**TASK REQUIREMENTS:** Put every line of the rows below into a Markdown table with two columns, No. for the line number and Line for the text of that line. Omit any blank lines.

**DATASET ENTRIES:**
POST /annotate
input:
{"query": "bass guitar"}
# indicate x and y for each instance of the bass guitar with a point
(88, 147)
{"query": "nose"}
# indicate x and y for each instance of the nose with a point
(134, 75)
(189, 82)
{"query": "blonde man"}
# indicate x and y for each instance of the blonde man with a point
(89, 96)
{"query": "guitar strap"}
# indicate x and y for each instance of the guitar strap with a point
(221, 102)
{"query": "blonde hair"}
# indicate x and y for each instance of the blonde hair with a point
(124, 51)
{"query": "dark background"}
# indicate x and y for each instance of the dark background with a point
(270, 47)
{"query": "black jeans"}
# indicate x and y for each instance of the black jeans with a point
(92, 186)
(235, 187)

**TASK OUTPUT:**
| No. | Line |
|---|---|
| 1 | POST /annotate |
| 2 | input: |
| 3 | {"query": "bass guitar"} |
| 4 | # indicate x and y for each instance of the bass guitar with a point |
| 5 | (88, 147) |
| 6 | {"query": "nose"} |
| 7 | # indicate x and y for each instance of the nose with a point |
| 8 | (134, 75) |
| 9 | (189, 82) |
| 10 | {"query": "blonde man"} |
| 11 | # indicate x and y for each instance of the blonde man with a point |
| 12 | (89, 96) |
| 13 | {"query": "guitar strap"} |
| 14 | # indicate x and y for each instance of the guitar strap with a point |
| 15 | (221, 102) |
| 16 | {"query": "blonde hair"} |
| 17 | # indicate x and y for each instance of the blonde hair with a point |
| 18 | (124, 51) |
| 19 | {"query": "dark background"} |
| 20 | # indicate x and y for each instance of the dark background with a point |
| 21 | (270, 47) |
| 22 | {"query": "black jeans"} |
| 23 | # indicate x and y for each instance of the black jeans with a point |
| 24 | (92, 186) |
| 25 | (235, 187) |